Problem statement:
Find every line in the records below that holds the word "Match", and copy each one.

Exercise data:
+ + +
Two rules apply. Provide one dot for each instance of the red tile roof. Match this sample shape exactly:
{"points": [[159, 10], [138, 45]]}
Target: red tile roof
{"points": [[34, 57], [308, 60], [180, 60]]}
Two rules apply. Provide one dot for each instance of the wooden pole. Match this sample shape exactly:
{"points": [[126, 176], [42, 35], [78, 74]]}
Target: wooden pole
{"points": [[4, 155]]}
+ + +
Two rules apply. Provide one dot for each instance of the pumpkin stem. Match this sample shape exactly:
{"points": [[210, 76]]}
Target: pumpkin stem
+ + +
Your solution:
Two rules apply. Provide one dot for each instance of the red tile roof. Match this sample shape exactly:
Two rules apply. Provide one dot for each instance of the wooden pole. Match this sample shape exactly:
Two rules apply. Provide one dot for each instance of the pumpkin stem. Match this sample shape exactly:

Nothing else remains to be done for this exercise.